*** Opening of Data supplied ***

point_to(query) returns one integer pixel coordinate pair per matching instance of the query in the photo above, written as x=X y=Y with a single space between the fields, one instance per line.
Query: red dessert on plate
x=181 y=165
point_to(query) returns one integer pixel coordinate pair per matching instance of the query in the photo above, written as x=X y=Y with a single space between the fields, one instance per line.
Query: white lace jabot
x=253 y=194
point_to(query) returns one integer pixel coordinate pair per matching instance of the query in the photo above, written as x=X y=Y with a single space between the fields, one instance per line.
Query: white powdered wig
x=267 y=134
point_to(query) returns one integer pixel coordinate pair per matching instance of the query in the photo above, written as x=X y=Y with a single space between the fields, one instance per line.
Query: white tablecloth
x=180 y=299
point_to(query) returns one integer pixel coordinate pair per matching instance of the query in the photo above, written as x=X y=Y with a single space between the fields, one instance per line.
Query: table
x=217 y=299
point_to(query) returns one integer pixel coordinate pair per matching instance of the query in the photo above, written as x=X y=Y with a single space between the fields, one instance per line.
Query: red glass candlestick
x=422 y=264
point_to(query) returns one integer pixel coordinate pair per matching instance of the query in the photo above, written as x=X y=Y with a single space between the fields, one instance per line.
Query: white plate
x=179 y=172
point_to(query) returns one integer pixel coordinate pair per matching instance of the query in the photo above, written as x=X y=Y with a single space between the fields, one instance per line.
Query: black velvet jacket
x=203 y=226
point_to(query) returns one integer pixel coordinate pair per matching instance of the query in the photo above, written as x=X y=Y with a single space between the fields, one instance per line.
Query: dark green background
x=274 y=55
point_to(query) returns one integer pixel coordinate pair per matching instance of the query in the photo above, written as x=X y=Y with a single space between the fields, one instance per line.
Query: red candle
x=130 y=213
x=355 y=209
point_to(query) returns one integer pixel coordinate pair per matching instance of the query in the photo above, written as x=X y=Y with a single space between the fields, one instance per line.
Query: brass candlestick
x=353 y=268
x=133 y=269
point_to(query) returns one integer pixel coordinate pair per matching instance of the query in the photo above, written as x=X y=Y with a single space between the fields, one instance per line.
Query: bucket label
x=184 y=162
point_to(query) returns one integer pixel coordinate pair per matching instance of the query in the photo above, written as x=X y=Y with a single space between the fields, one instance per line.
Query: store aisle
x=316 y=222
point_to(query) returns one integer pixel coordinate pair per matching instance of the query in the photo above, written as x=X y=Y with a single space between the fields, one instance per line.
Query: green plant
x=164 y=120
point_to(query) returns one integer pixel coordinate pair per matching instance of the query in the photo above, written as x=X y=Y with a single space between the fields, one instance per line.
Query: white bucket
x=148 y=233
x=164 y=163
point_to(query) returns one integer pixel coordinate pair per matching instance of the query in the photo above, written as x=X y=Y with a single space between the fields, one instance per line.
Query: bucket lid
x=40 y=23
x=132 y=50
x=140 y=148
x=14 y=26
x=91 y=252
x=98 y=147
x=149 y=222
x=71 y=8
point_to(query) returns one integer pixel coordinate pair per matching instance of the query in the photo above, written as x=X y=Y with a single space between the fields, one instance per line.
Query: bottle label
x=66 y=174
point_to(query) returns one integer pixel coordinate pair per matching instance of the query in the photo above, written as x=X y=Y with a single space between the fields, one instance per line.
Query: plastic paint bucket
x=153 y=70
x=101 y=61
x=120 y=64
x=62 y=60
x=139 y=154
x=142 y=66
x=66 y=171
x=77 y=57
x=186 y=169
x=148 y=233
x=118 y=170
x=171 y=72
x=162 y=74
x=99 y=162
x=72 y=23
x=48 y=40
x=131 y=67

*** Close of Data supplied ***

[Exercise] Please make an exact copy of the entries, down to the last character.

[Result of this task]
point_to(query) returns one integer pixel coordinate pair per matching instance of the query in the photo above, written as x=X y=Y with a single space between the fields, one instance per line.
Query: red dessert on plate
x=181 y=165
point_to(query) returns one integer pixel coordinate pair per matching instance of the query in the photo above, written as x=X y=Y with a single space between the fields, one instance per line.
Query: white lace jabot
x=253 y=194
point_to(query) returns one integer pixel coordinate pair per matching instance of the query in the photo above, written as x=X y=Y with a single space between the fields, one instance per line.
Query: white powdered wig
x=267 y=134
point_to(query) returns one integer pixel coordinate pair per matching instance of the query in the photo above, written as x=X y=Y with a single space between the fields, one instance per line.
Query: white tablecloth
x=180 y=299
point_to(query) returns one integer pixel coordinate pair per matching instance of the query in the photo above, written as x=X y=Y with a single space between the fields, one instance per line.
Query: table
x=217 y=299
point_to(query) returns one integer pixel coordinate pair per matching instance of the query in the photo above, written as x=X y=Y with a single space between the fields, one instance per line.
Query: red glass candlestick
x=422 y=264
point_to(query) returns one integer pixel coordinate pair per matching instance of the query in the photo above, written as x=X y=Y with a single space between the fields, one instance per line.
Query: white plate
x=179 y=172
point_to(query) returns one integer pixel coordinate pair per matching instance of the query in the photo above, written as x=X y=Y with a single space between the fields, one instance per line.
Query: black velvet jacket
x=203 y=226
point_to(query) returns one integer pixel coordinate pair per matching instance of the query in the photo above, written as x=X y=Y with a single space between the fields, one instance per line.
Query: dark green background
x=274 y=55
point_to(query) returns one integer pixel coordinate pair per matching instance of the query in the photo above, written as x=X y=Y with a single space between the fields, one instance per line.
Query: red candle
x=130 y=213
x=355 y=209
point_to(query) returns one integer pixel coordinate pair per matching instance of the query in the photo above, written as x=X y=Y with a single space between the fields, one instance per line.
Query: brass candlestick
x=353 y=268
x=133 y=269
point_to(query) returns one integer pixel coordinate pair per matching instance of the query in the photo above, written as x=X y=Y with a single space between the fields, one instance per line.
Query: bucket label
x=184 y=162
point_to(query) returns one integer pixel coordinate pair per matching instance of the query in the photo above, written as x=X y=Y with a single space between the fields, one instance per line.
Query: store aisle
x=316 y=222
point_to(query) returns one integer pixel coordinate pair per matching instance of the query in the photo above, written as x=X y=Y with a single space between the fields, one instance per line.
Query: green plant
x=164 y=120
point_to(query) returns one integer pixel coordinate pair per matching instance of the query in the photo above, written as x=X y=Y with a single space between the fields, one instance per line.
Query: white bucket
x=148 y=233
x=164 y=163
point_to(query) returns one integer pixel coordinate pair per matching instance of the query in the photo above, written as x=X y=Y with a single space between the fields, one instance per line.
Query: bucket lid
x=40 y=23
x=132 y=50
x=140 y=148
x=14 y=26
x=91 y=252
x=98 y=147
x=149 y=222
x=71 y=8
point_to(query) returns one integer pixel coordinate pair per matching instance of the query in the photo above, written as x=X y=Y with a single space between the fields, one instance per line.
Query: bottle label
x=66 y=174
point_to(query) returns one integer pixel coordinate pair per matching instance of the query in the photo above, written as x=X y=Y with a single space between the fields, one instance per line.
Query: plastic paint bucket
x=153 y=70
x=101 y=61
x=120 y=64
x=62 y=60
x=139 y=154
x=142 y=66
x=66 y=171
x=77 y=57
x=186 y=169
x=148 y=233
x=118 y=170
x=171 y=72
x=162 y=74
x=99 y=162
x=72 y=23
x=48 y=40
x=131 y=67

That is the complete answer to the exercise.